• _SHORT EXERCISE_
Could you put the lines of the material below into a numbered list, starting with the line that contains "of the forehead" and going on through the last line of the material, both included, with blank lines left out and no other lines added?
==================================================
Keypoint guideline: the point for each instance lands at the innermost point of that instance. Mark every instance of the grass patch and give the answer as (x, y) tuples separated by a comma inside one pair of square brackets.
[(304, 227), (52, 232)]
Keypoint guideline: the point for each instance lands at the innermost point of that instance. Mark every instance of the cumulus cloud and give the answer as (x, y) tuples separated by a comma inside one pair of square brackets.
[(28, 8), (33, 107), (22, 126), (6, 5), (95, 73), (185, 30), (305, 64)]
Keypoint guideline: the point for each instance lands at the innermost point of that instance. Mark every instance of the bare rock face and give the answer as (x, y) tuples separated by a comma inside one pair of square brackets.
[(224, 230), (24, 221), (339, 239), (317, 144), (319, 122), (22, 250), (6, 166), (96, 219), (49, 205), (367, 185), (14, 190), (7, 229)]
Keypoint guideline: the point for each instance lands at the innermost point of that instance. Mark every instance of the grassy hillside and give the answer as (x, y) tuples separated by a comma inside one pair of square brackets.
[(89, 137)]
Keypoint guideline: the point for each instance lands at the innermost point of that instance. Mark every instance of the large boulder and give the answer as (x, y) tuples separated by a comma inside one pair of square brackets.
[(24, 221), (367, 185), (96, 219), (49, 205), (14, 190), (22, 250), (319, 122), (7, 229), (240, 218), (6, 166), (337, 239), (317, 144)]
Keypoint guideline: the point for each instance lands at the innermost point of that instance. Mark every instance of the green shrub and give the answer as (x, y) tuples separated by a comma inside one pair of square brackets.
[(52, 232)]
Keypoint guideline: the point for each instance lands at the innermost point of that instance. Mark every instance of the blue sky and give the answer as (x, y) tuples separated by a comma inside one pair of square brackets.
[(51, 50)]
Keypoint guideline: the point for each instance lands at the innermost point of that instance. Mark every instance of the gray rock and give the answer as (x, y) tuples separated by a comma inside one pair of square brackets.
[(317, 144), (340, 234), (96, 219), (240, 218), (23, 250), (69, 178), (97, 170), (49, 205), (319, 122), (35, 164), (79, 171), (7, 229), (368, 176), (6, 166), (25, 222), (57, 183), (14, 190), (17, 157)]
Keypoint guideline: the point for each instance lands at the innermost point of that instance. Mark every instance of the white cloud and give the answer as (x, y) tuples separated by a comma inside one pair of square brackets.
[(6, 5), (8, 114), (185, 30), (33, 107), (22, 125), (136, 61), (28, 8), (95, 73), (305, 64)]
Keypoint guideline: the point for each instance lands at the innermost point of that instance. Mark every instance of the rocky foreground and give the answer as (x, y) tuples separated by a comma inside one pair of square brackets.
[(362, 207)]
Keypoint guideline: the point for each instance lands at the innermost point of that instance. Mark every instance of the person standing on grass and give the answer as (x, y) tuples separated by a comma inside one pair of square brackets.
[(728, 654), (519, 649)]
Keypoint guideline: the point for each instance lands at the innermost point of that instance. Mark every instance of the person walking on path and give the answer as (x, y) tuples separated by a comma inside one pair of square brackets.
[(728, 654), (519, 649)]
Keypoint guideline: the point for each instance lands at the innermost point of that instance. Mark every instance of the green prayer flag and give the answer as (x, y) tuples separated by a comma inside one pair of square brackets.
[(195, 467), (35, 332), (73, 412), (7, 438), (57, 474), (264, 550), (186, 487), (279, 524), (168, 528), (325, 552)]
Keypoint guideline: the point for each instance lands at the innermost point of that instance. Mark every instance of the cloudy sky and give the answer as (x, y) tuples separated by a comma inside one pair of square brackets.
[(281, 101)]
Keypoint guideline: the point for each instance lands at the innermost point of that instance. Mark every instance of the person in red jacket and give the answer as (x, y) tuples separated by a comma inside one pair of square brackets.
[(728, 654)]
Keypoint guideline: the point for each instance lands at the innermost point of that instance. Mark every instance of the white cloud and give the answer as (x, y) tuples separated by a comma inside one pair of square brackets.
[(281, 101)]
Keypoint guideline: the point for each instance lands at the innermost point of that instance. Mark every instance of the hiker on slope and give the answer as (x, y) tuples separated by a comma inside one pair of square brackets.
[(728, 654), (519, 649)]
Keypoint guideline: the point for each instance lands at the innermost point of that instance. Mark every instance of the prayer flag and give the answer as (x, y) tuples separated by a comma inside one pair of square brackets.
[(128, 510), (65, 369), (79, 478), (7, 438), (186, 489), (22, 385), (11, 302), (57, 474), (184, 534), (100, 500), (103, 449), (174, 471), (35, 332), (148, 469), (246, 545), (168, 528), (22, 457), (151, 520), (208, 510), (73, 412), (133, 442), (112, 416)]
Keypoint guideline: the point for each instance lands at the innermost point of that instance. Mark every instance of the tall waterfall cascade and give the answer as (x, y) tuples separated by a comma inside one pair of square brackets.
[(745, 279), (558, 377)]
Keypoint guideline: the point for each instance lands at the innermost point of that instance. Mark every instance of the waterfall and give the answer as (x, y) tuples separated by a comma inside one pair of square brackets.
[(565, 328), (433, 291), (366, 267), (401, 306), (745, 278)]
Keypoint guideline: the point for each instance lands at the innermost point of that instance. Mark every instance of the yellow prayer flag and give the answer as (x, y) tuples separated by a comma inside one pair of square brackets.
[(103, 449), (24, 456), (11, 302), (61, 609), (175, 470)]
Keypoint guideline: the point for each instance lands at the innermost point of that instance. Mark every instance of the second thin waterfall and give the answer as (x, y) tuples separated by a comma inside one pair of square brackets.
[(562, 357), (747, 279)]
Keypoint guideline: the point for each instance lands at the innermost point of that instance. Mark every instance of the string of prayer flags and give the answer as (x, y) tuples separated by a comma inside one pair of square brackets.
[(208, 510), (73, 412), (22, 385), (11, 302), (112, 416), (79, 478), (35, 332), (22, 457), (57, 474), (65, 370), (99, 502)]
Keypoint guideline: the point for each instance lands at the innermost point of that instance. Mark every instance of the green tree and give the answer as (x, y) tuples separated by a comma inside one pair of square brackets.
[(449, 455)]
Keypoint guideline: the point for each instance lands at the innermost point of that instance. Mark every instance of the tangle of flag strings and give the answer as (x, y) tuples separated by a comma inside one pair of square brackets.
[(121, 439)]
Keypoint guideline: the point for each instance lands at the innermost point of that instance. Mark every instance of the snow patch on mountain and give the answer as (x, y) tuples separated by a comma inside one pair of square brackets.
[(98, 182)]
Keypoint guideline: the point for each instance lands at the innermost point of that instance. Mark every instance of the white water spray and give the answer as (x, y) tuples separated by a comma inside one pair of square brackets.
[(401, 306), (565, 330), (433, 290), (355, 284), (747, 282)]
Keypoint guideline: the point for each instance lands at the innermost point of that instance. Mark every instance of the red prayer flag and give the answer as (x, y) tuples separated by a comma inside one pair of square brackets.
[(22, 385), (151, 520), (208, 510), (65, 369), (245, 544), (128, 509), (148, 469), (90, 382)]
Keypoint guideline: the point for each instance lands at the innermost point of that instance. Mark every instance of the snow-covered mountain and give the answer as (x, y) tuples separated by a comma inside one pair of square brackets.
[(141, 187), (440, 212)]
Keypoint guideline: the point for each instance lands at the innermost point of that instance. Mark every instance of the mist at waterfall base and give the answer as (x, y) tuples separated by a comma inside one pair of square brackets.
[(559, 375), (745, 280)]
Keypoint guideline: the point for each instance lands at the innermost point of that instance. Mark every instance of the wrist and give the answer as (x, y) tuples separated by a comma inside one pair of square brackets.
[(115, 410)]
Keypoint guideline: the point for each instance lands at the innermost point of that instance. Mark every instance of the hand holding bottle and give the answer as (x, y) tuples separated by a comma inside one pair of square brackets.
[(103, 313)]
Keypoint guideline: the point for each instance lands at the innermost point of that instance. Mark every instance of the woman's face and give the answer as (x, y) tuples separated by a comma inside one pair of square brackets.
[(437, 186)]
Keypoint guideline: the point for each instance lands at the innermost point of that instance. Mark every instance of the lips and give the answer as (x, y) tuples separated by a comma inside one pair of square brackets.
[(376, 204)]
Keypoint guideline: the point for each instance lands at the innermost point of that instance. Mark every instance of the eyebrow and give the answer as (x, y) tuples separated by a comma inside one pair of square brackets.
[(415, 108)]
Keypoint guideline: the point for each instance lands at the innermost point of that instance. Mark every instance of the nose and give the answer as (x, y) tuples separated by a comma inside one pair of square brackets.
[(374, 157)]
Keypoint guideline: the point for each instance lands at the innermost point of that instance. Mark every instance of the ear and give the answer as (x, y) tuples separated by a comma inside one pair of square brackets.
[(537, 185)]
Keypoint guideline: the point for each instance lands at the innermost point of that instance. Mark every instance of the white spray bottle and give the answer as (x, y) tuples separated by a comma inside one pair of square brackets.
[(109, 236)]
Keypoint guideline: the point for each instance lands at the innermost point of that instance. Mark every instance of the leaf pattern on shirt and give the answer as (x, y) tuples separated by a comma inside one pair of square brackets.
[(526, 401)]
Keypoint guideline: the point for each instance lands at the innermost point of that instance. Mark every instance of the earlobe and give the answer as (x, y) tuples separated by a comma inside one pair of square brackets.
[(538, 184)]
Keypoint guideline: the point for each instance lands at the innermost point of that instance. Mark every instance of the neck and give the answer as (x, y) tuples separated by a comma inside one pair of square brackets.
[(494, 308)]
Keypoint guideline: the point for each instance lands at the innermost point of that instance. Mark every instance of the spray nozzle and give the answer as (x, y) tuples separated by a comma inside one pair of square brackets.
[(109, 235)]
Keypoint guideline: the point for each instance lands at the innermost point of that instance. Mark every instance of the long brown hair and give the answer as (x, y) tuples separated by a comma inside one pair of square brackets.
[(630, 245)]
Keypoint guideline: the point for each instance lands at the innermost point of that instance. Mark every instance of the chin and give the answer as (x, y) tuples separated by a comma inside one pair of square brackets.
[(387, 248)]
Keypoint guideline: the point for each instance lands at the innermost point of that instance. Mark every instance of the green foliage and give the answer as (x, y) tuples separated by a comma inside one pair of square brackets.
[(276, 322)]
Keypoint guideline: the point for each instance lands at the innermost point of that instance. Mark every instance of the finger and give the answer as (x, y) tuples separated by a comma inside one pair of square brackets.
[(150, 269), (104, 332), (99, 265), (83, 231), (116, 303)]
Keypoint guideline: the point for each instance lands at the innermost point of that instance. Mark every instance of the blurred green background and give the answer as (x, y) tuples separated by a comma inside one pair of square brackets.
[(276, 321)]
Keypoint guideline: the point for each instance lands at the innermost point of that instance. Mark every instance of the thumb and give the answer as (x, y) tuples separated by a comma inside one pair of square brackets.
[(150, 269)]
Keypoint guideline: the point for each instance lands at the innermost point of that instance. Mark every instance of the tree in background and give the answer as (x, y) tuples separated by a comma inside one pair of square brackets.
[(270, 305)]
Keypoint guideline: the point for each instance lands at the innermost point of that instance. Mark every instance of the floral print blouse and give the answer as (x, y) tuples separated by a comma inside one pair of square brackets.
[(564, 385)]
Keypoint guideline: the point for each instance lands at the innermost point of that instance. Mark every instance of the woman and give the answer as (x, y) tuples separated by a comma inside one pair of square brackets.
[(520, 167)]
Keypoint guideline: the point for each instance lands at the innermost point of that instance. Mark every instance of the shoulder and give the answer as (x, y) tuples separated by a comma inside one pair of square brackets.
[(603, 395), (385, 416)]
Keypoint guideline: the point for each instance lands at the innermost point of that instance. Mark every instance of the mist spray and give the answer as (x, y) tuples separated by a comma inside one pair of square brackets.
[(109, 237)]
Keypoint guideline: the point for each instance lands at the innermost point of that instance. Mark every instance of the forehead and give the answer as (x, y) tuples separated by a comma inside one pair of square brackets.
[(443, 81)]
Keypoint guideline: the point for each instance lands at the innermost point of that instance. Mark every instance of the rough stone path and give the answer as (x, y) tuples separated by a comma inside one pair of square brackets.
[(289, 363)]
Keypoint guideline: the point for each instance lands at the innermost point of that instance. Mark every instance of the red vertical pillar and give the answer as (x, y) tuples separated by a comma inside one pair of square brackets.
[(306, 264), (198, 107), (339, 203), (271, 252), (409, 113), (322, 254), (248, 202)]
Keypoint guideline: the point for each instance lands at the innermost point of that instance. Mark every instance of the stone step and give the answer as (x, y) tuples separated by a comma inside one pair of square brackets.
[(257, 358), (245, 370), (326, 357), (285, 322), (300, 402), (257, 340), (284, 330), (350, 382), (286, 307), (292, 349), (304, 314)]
==================================================
• _COMPLETE ANSWER_
1. Keypoint guideline: the point for each instance lands at the innermost point of that instance. Mark every instance of the forehead and give the answer as (x, y) tuples separated by a comma inside one pair of square brackets.
2. [(443, 81)]
3. Keypoint guideline: the point for each instance lands at the innermost point of that instance. Mark every instance of the rough stone path and give the answer as (x, y) tuples separated by a comma inside one pair of square brackets.
4. [(289, 363)]
5. Keypoint guideline: the point for each instance lands at the innermost point of that instance. Mark every instance of the red vertical pillar and give the answer as (x, y) tuples separated by a comma inside one pair of square brackets.
6. [(306, 264), (198, 107), (339, 203), (271, 252), (409, 113), (322, 254), (248, 202)]
7. Keypoint guideline: the point for each instance lands at the innermost point of that instance. Mark every instance of the stone step and give the answer as (x, y) tuples separated by a comma inside one pair of square brackets.
8. [(257, 358), (245, 370), (326, 357), (285, 322), (300, 402), (257, 340), (284, 330), (350, 382), (286, 307), (292, 349), (304, 314)]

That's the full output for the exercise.